What needs to be done: Here is the task for the records below: repeat exactly the lines from the one with "[[202, 315], [547, 295]]" to the one with "[[76, 46], [636, 396]]", both included, and nothing else.
Records for this exercise START
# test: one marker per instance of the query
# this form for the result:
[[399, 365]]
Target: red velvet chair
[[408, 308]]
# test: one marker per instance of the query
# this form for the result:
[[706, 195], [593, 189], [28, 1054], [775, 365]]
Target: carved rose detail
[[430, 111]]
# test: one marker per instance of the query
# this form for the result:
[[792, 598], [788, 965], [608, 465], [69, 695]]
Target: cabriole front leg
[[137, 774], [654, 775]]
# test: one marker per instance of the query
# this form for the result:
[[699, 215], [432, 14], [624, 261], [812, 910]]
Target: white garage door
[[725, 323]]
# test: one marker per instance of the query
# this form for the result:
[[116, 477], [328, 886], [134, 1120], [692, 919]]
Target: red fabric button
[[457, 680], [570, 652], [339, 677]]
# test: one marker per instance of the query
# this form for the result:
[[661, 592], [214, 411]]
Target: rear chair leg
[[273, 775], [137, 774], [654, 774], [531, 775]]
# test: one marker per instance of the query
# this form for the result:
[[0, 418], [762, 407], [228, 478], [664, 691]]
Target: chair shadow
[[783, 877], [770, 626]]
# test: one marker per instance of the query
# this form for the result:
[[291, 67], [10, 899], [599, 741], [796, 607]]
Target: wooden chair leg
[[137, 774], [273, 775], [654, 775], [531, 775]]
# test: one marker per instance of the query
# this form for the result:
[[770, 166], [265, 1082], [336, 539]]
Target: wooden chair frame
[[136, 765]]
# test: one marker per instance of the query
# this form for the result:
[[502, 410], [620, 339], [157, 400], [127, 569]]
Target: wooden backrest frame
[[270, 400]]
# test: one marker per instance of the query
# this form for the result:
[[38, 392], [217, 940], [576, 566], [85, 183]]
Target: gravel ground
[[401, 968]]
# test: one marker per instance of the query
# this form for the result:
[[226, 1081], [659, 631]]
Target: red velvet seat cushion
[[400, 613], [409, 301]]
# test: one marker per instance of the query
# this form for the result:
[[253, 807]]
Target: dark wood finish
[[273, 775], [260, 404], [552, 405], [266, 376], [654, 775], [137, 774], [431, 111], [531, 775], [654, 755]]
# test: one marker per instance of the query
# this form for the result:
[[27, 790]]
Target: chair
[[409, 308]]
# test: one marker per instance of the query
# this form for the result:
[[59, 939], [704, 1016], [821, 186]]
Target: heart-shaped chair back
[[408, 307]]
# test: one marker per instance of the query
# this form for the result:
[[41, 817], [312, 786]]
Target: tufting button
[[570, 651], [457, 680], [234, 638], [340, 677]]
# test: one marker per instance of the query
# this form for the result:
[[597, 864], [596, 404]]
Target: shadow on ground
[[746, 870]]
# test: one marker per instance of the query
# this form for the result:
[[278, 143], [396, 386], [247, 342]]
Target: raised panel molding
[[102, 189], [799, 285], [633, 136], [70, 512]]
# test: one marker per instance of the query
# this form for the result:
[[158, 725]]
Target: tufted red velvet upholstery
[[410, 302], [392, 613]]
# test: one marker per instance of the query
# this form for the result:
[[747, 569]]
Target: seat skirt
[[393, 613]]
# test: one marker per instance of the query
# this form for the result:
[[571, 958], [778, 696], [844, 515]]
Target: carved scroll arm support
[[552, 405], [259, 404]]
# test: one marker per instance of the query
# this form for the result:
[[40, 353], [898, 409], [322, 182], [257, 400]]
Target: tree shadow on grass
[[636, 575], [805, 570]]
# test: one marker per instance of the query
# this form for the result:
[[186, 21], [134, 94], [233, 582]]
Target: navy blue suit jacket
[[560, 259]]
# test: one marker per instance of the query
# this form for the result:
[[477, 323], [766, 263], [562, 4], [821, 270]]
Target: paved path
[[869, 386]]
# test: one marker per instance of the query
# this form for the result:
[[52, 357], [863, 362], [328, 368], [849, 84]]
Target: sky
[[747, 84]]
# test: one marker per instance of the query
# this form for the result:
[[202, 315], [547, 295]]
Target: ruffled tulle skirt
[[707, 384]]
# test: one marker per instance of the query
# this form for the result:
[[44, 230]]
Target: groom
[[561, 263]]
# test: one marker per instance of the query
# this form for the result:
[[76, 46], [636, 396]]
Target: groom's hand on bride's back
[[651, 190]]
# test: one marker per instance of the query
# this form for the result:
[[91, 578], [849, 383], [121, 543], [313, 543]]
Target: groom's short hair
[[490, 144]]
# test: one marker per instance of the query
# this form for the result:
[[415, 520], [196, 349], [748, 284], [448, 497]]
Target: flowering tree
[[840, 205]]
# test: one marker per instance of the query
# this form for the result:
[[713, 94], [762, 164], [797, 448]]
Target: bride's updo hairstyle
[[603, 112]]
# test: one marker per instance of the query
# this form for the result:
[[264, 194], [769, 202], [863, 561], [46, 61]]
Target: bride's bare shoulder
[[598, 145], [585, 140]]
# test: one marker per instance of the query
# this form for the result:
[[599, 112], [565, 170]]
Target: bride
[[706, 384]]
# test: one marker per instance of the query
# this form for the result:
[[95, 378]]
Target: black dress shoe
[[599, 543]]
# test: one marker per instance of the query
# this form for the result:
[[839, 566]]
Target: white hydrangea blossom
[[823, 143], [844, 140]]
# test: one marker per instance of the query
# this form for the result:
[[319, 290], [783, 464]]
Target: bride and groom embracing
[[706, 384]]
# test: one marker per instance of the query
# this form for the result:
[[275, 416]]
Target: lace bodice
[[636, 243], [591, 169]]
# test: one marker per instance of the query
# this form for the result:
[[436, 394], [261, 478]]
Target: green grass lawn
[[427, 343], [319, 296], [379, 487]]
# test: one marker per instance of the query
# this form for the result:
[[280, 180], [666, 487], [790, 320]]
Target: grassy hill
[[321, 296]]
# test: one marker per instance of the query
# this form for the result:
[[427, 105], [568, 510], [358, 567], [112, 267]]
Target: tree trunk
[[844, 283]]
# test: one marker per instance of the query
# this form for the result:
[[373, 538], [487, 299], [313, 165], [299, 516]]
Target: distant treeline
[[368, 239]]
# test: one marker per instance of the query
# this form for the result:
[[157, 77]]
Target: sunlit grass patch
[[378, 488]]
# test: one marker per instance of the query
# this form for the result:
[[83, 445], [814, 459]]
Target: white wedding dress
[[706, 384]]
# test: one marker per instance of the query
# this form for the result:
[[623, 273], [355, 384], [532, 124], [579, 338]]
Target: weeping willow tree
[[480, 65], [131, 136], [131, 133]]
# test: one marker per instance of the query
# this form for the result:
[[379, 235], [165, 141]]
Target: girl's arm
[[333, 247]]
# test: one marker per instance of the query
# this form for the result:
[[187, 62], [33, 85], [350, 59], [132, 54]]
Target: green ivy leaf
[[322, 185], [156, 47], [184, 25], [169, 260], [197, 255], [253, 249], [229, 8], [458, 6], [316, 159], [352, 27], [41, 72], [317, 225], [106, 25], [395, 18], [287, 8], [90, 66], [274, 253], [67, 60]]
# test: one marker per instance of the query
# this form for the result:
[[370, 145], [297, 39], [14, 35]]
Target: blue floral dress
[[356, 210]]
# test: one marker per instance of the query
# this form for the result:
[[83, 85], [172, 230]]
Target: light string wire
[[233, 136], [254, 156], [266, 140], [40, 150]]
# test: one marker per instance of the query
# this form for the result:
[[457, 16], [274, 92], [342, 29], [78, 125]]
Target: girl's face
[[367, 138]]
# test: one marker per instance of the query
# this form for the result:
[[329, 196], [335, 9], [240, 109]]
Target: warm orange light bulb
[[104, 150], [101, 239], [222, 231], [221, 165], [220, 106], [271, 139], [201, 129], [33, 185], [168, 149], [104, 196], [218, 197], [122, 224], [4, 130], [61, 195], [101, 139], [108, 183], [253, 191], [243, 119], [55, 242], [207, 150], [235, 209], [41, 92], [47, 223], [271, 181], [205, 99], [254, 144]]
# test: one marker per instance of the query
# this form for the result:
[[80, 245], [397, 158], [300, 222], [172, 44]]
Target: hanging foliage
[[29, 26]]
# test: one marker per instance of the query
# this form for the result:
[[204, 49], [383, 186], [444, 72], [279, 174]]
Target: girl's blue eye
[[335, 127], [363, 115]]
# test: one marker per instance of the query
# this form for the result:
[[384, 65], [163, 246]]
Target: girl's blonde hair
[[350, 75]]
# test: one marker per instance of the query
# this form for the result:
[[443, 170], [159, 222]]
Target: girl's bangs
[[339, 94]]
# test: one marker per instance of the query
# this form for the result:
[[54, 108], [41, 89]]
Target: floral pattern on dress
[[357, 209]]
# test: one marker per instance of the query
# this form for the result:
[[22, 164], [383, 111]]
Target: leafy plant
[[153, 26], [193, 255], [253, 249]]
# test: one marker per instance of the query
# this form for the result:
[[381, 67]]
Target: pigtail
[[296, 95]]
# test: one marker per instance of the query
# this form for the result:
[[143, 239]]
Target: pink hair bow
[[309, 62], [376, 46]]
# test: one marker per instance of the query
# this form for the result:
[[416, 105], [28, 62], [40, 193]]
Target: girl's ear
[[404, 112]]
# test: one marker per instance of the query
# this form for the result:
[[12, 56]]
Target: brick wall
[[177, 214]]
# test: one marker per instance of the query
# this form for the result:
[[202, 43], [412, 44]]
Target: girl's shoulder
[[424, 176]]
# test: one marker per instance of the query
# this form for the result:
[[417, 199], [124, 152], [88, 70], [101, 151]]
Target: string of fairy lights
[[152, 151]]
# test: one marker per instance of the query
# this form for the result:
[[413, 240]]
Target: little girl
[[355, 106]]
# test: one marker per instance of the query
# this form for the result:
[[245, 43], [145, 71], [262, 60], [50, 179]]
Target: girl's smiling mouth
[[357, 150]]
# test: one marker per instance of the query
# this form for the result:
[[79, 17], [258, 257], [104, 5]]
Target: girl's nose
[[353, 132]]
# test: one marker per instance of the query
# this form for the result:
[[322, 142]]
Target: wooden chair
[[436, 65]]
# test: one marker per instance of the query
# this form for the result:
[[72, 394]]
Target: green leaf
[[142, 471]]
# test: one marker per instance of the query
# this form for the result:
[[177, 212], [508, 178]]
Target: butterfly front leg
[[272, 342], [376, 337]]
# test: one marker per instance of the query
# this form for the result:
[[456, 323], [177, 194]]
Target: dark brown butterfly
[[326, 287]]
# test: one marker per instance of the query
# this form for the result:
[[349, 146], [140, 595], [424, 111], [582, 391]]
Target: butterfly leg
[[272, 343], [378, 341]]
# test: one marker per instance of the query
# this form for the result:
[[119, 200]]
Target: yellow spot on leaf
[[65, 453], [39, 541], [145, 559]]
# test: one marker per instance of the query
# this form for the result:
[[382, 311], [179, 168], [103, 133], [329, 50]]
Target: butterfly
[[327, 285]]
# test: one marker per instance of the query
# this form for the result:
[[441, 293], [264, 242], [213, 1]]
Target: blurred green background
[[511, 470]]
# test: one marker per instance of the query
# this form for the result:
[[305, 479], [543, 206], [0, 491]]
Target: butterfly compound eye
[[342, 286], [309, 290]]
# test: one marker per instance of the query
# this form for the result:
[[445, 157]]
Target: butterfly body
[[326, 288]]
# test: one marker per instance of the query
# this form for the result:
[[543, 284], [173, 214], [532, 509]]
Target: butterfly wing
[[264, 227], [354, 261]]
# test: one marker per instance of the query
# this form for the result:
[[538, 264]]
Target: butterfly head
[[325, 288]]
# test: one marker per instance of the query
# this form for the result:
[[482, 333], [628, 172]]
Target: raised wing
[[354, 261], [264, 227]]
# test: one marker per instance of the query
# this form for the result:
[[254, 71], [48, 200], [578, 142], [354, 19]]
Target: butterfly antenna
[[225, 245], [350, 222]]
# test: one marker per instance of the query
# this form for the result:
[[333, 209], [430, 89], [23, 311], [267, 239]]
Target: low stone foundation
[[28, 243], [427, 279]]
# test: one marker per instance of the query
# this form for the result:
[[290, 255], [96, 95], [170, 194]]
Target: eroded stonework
Records for this exercise END
Solution below:
[[202, 315], [547, 295]]
Target: ruffled tulle skirt
[[707, 384]]
# test: one marker per instance of the query
# this form for the result:
[[44, 230]]
Target: groom
[[561, 263]]
# test: one marker per instance of the query
# this form for the result:
[[76, 46], [636, 396]]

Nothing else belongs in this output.